(EXERCISE PROMPT):
Show every line of the material that contains the word "white", matching case exactly.

(PROVIDED DATA):
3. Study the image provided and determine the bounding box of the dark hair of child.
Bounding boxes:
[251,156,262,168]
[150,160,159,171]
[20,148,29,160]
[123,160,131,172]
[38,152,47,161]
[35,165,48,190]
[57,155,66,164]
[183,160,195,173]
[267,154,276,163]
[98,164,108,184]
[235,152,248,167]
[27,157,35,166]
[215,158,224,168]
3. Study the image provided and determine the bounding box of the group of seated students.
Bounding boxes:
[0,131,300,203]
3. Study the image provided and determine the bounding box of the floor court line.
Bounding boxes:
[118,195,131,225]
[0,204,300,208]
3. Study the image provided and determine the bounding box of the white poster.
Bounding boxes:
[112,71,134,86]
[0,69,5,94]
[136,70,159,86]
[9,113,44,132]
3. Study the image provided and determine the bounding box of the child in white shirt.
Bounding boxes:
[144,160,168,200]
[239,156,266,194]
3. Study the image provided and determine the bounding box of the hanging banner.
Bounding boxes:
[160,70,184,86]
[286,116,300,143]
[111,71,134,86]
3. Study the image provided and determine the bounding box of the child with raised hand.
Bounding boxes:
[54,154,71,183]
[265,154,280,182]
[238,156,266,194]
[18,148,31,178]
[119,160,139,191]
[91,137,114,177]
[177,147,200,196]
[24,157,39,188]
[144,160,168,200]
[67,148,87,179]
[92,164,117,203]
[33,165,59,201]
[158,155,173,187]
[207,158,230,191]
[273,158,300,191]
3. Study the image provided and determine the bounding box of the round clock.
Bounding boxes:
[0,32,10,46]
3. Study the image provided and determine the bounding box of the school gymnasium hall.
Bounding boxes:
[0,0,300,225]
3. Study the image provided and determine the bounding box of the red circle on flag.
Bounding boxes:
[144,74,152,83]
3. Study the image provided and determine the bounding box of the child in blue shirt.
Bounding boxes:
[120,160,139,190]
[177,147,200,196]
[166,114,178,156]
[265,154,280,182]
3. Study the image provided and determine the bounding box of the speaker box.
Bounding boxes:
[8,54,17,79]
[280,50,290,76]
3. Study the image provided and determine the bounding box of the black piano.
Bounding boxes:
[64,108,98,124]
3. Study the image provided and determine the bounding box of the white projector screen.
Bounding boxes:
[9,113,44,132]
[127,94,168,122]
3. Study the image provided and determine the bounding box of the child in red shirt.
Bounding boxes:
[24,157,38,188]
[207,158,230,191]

(TASK ANSWER):
3. Study the image provided and determine the bounding box of the white poster.
3. Study the image provided and determine the bounding box of the child in white shirt.
3. Study the image provided and determine the bounding box of the white projector screen.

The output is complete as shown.